U.S. Coronavirus death toll soars past 50,000

The number of deaths in the United States from the Coronavirus has shown no signs of slowing in recent days, as more than 2,000 deaths were reported Saturday for a fifth straight day, raising the possibility the death toll will hit President Donald Trump's predicted mark of 60,000 in short order.

Several times in recent weeks - most recently on April 19 - the President told reporters at a White House briefing that the number of deaths would top out at 60,000, which he said was much better than original estimates which envisioned as many as 100,000 deaths.

"But we would have had millions of deaths instead of - it looks like we'll be at about a 60,000 mark, which is 40,000 less than the lowest number thought of," the President said.

But since then, the increase in the death toll has accelerated with repeated days of over 2,000, and will likely eclipse the number of U.S. dead in the Vietnam War (58,000) in coming days as well.

As of Sunday morning, it stood at almost 54,000 according to Johns Hopkins University.

Exercise set:
• 1. Summarize the article on the U.S. coronavirus death toll in two sentences.
• 2. Carry on the article about the U.S. coronavirus death toll from its final sentence.
The material that comes next is from a separate source.

Information provided:
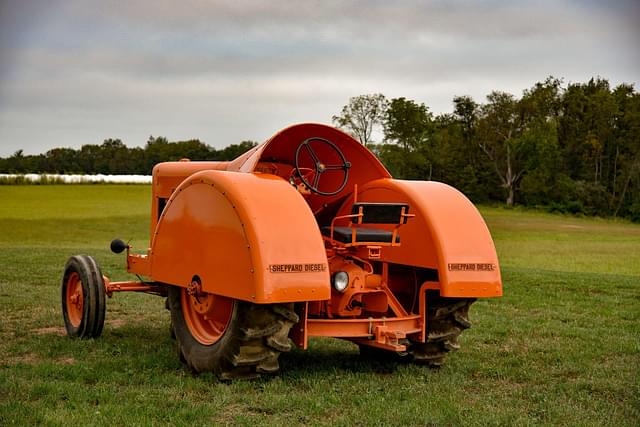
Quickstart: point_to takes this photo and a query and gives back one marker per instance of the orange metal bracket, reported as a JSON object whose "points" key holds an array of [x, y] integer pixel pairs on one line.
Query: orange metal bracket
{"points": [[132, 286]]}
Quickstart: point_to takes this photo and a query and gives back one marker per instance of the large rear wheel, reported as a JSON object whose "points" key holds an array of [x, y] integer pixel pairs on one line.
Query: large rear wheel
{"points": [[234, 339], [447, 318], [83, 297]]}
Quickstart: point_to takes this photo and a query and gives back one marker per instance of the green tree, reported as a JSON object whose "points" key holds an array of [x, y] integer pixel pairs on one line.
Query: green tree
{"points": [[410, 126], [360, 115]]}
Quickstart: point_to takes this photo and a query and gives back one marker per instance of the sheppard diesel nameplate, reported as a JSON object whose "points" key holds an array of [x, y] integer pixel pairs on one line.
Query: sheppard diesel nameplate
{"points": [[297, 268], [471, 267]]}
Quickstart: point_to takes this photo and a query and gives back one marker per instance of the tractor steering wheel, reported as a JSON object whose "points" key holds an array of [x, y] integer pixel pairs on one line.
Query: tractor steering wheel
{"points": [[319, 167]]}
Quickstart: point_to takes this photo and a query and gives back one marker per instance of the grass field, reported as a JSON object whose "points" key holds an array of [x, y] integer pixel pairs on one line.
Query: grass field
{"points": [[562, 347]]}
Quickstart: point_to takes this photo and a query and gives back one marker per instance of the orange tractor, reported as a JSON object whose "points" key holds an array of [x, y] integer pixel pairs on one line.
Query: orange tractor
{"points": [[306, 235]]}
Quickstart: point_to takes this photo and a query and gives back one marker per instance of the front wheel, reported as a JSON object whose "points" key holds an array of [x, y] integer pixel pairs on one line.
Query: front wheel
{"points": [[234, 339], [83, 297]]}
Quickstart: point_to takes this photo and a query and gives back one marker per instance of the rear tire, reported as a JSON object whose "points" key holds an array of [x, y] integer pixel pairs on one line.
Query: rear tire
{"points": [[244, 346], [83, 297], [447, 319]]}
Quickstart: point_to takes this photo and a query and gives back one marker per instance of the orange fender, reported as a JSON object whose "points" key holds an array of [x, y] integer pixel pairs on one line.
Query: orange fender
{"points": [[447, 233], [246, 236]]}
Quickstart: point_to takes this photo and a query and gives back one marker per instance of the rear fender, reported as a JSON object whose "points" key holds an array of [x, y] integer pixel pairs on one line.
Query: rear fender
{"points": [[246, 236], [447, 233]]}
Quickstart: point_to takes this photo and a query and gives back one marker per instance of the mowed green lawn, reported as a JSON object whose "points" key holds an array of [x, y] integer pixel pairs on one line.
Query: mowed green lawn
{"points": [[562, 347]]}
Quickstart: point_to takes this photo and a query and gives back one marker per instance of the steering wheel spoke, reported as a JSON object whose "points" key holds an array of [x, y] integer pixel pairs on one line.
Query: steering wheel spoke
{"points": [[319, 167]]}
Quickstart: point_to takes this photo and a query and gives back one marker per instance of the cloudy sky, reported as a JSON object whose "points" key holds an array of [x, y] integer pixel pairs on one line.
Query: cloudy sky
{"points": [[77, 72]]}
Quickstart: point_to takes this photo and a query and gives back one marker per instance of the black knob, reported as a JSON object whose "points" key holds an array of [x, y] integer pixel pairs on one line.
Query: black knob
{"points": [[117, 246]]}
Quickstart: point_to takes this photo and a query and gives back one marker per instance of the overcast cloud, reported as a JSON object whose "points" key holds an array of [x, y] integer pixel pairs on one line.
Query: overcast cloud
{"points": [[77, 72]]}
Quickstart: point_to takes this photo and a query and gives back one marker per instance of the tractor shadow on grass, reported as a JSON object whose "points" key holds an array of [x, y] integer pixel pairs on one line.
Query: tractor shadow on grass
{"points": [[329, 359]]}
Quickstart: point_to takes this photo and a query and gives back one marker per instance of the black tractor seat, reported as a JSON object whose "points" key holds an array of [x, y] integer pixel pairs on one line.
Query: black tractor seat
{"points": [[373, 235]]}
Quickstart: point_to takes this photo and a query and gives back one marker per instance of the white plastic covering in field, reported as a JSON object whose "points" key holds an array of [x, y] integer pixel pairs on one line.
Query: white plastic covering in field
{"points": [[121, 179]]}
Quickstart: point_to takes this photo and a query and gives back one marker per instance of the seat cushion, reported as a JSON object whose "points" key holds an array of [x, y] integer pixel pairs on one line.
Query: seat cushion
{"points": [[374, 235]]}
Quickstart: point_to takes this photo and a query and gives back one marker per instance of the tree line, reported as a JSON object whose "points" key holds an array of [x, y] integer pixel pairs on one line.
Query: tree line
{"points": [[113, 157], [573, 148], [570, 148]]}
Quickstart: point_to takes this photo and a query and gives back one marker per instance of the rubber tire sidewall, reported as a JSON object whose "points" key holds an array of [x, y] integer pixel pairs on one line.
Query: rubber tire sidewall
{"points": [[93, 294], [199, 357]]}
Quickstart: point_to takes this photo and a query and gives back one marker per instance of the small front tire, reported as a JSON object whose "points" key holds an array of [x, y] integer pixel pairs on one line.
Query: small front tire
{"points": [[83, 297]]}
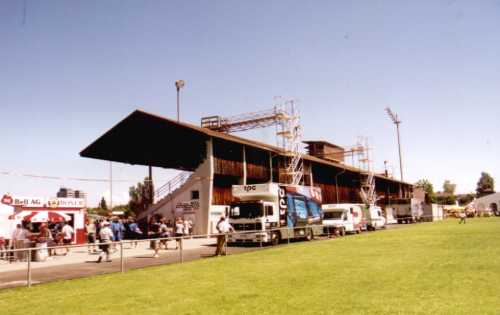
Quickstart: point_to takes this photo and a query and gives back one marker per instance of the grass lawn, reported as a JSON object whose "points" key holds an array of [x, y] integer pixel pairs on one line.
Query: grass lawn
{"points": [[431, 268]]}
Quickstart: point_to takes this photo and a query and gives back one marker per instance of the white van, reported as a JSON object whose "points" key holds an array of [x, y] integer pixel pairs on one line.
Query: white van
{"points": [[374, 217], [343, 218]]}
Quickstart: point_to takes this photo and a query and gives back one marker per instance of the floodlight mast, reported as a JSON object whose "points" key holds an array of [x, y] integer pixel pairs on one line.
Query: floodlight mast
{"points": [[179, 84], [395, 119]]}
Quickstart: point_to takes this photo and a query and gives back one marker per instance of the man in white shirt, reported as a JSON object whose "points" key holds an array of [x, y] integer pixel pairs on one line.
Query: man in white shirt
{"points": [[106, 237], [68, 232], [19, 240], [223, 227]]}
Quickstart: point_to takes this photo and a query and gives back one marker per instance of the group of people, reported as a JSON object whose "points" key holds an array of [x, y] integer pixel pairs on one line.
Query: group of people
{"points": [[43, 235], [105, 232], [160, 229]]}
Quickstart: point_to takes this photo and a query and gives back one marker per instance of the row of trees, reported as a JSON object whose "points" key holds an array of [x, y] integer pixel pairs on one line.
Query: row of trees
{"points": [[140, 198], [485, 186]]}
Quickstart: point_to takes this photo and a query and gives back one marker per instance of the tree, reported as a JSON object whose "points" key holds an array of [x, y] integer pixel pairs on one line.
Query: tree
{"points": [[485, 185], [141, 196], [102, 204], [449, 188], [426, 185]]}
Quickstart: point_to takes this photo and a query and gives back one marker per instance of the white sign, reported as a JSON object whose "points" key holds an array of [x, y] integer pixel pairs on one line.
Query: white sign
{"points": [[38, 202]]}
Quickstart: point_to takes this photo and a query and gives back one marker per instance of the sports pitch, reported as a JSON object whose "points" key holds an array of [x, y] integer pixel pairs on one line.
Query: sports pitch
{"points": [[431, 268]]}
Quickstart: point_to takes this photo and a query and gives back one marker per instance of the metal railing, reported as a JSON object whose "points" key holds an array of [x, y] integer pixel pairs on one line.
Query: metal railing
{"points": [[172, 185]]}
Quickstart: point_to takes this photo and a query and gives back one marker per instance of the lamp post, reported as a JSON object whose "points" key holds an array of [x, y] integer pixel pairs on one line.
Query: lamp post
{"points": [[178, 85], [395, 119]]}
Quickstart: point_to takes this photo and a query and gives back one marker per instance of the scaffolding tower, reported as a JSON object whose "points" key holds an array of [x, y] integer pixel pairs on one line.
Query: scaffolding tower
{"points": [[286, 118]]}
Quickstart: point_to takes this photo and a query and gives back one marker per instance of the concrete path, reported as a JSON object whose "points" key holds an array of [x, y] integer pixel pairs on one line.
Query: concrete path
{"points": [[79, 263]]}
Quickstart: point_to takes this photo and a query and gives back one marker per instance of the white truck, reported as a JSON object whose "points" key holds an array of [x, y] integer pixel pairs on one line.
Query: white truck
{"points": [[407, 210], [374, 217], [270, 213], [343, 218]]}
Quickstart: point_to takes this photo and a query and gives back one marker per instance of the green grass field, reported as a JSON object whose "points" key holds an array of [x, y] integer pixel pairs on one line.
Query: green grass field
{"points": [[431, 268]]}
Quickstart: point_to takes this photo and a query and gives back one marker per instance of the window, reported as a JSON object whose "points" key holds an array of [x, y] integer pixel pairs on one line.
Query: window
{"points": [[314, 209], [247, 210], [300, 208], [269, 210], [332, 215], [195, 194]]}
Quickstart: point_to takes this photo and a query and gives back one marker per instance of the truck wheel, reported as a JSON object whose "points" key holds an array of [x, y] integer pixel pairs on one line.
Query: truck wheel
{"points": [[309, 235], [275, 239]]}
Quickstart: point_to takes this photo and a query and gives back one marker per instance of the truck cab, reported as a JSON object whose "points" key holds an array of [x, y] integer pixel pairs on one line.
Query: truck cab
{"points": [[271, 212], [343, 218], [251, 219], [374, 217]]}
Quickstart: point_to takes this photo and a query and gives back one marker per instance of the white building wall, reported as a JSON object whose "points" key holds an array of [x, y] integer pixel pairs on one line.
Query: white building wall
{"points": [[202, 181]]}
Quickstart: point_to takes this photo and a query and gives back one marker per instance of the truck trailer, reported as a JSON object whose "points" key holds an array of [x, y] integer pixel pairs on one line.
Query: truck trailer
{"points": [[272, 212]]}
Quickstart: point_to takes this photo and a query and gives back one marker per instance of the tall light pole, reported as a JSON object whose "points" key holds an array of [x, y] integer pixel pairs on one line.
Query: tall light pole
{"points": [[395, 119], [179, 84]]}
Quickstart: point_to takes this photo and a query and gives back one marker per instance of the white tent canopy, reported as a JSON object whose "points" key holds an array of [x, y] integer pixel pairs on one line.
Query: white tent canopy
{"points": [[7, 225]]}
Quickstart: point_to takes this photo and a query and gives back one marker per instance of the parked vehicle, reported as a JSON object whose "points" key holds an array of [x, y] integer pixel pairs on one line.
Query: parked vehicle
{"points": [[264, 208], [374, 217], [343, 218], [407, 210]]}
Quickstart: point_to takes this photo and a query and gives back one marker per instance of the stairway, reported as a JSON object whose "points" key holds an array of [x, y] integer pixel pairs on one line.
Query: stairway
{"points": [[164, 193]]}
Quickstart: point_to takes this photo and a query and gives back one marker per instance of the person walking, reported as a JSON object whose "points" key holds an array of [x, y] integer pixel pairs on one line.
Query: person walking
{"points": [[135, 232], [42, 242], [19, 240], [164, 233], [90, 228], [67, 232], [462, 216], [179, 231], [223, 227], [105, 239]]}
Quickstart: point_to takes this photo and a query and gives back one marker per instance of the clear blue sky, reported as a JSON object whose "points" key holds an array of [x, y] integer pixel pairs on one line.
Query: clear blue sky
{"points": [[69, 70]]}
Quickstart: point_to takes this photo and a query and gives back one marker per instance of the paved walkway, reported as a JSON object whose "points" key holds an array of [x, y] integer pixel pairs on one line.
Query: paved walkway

Numbered answers:
• 1. More than 2,000 U.S. coronavirus deaths were reported Saturday for a fifth straight day, and as of Sunday morning the toll stood at almost 54,000, according to Johns Hopkins University. That pace raises the possibility that the toll will soon reach the 60,000 mark President Donald Trump predicted and will likely eclipse the 58,000 U.S. dead in the Vietnam War in coming days.

• 2.
The model most often cited by the White House on deaths from the Coronavirus has quietly moved its estimates of U.S, deaths upwards in recent days, and now stands at over 67,000.

The Institute for Health Metrics and Evaluation initially forecast anywhere between 100,000 and 240,000 deaths in the U.S., but that declined as social distancing efforts gained steam when announced by the President in March - and then extended through the month of April.

"We continue to see evidence that our aggressive strategy is working," the President told reporters on Friday at a shorter than usual Coronavirus task force briefing at the White House.

"Nationwide the percent of tests that come back positive has declined very significantly," Mr. Trump added, noting 38 percent of tests in New York State had been positive earlier in April, but that has dropped to 28 percent.

Deaths in New York have dropped substantially over the past 10 days, but increases in other states have prevented nationwide declines, as more deaths have been seen in Massachusetts, Michigan, and New Jersey.

Some experts don't see a quick drop in deaths ahead.

"We're likely to see a much slower decline in new cases spread across weeks not days," said Scott Gottlieb, a former FDA Commissioner who has been an outspoken voice on the virus.

"While there are signs of U.S. improvement, it'll be slow," Gottlieb tweeted on Sunday morning.

One big wild card is what happens in coming weeks as states begin to re-open businesses and move to loosen virus restrictions.

“Half of all Americans live in states that have take steps to open their economies,” the President said Friday, as he urged.

“We're opening our country - it's very exciting to see,” Mr. Trump said.